START SELECTED EXTRACT

The school's mascot is the Phoenix, so chosen for two reasons: in honor of Chicago's rebirth after the great fire and also in honor of the previous University of Chicago (whose origins were unrelated to the current), which folded due to financial reasons (thus making this a second and far more glorious incarnation of the University).

One notorious tradition is the annual Scavenger Hunt, a multi-day event in which large teams compete to obtain all the items on a very long list. The event was created by a resident of the Snell-Hitchcock dormitory in 1987 and Snell-Hitchcock dorm continues with a long history of victories including 2004's Hunt. So far, each year has also involved a lengthy road trip to find many of these items in obscure parts of the United States, involving treks as far as New Jersey, or as mind-bogglingly obtuse as Zion, Illinois (where students had to "flip the switch at the last city of man," a reference to the city of Zion in The Matrix). While items such as Michael Jordan have not appeared, lore maintains that in 1999 two students built a working nuclear reactor for Scavenger Hunt. Though more accurately they irradiated thorium with thermal neutrons, and observed traces of both uranium and plutonium.

A famous former campus tradition was Sleepout, which took place each spring on the weekend before the opening of registration for the next year's classes. The tradition began when students wishing to get into the most popular courses would sleep out on the quads in order to be first in line. Eventually, the queueing was organized with a lottery for places in line taking place 24 hours in advance of registration. Forced to stay on campus and report at unannounced line checks, students found creative ways to pass the time. That this event became the biggest party of the year is perhaps a testament to the College's aforementioned reputation for academic zeal. Under the presidency of Hugo Sonnenschein , Sleepout was ended in 1997 - replaced with an Internet-based registration system.

END SELECTED EXTRACT

ASSIGNMENT A: Transcribe a portion of the campus traditions text, starting at the words "The school's mascot" and ending after the words "of the University).".
ASSIGNMENT B: In the campus traditions text, who created the Scavenger Hunt, and in what year?
ASSIGNMENT C: Summarize the campus traditions text in two sentences.

START INFORMATION GIVEN

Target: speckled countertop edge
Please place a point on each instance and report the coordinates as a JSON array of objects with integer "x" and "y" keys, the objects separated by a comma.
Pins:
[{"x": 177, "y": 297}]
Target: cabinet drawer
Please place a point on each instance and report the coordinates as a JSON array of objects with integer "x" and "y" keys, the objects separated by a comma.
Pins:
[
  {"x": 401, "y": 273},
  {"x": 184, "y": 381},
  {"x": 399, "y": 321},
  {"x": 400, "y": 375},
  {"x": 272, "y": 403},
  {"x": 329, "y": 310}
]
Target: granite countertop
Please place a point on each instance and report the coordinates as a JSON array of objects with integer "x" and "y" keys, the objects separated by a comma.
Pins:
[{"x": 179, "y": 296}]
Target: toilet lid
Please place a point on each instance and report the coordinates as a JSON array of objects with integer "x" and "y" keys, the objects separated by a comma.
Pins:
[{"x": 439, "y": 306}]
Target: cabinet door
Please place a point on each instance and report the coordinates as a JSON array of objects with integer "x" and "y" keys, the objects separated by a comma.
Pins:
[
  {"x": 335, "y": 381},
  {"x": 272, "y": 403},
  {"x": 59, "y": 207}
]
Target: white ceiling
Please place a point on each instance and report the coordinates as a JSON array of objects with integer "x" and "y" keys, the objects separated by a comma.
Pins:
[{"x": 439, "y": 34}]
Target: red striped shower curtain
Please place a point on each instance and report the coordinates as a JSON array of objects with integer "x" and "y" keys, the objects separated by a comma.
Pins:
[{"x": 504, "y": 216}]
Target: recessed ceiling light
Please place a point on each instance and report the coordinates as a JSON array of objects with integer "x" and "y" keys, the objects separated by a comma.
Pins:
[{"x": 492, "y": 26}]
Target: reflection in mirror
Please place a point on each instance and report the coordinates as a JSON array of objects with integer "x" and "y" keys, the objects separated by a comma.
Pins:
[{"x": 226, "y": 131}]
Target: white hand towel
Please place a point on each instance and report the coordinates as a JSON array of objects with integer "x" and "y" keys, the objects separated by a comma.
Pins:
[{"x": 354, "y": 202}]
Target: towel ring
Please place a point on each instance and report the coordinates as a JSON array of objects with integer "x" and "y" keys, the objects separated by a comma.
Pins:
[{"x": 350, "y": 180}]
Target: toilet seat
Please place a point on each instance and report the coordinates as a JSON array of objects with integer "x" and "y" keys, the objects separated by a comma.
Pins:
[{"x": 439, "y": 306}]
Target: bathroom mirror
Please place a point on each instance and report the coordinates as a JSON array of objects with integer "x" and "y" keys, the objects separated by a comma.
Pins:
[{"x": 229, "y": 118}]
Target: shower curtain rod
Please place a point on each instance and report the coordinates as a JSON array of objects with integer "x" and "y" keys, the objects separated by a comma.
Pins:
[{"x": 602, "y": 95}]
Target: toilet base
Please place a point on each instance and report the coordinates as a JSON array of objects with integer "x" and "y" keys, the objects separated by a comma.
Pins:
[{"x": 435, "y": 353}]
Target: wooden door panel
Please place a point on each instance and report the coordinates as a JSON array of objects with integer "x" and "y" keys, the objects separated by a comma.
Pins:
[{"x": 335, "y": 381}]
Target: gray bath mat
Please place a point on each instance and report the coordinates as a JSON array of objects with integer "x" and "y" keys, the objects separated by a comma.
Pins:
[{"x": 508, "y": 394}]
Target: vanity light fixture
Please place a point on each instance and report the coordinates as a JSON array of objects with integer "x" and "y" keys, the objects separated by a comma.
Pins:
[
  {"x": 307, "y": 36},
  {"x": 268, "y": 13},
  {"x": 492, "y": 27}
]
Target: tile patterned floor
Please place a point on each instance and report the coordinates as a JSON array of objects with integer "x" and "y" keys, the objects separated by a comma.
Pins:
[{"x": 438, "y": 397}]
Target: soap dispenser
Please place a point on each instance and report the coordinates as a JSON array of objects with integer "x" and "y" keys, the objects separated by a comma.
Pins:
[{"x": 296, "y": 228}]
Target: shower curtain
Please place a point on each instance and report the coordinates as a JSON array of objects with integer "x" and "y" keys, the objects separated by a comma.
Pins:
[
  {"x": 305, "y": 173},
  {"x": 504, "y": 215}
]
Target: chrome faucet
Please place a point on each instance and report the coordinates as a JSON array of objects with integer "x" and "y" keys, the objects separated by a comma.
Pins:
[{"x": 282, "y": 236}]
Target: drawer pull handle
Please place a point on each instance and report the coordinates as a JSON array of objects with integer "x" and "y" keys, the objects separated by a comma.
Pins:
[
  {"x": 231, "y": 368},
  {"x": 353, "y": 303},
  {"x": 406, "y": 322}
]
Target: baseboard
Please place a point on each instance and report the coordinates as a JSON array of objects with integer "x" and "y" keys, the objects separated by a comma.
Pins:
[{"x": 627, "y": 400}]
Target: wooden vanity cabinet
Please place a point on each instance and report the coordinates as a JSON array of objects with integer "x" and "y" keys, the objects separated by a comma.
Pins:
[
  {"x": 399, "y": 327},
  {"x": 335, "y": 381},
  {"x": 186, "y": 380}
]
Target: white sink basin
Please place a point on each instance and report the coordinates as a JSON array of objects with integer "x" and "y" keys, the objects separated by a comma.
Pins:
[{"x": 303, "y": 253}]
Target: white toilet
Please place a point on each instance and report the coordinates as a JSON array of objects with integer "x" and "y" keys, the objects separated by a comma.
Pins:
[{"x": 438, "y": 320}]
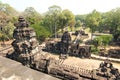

END INFORMATION GIVEN

TASK RESULT A:
The school's mascot is the Phoenix, so chosen for two reasons: in honor of Chicago's rebirth after the great fire and also in honor of the previous University of Chicago (whose origins were unrelated to the current), which folded due to financial reasons (thus making this a second and far more glorious incarnation of the University).

TASK RESULT B: A resident of the Snell-Hitchcock dormitory created it in 1987.

TASK RESULT C: The school's mascot is the Phoenix, which honors Chicago's rebirth after the great fire and an earlier, unrelated University of Chicago that folded for financial reasons. The text also covers the multi-day Scavenger Hunt, created by a Snell-Hitchcock resident in 1987, and Sleepout, a former spring tradition of lining up for course registration that ended in 1997 when an Internet-based registration system replaced it.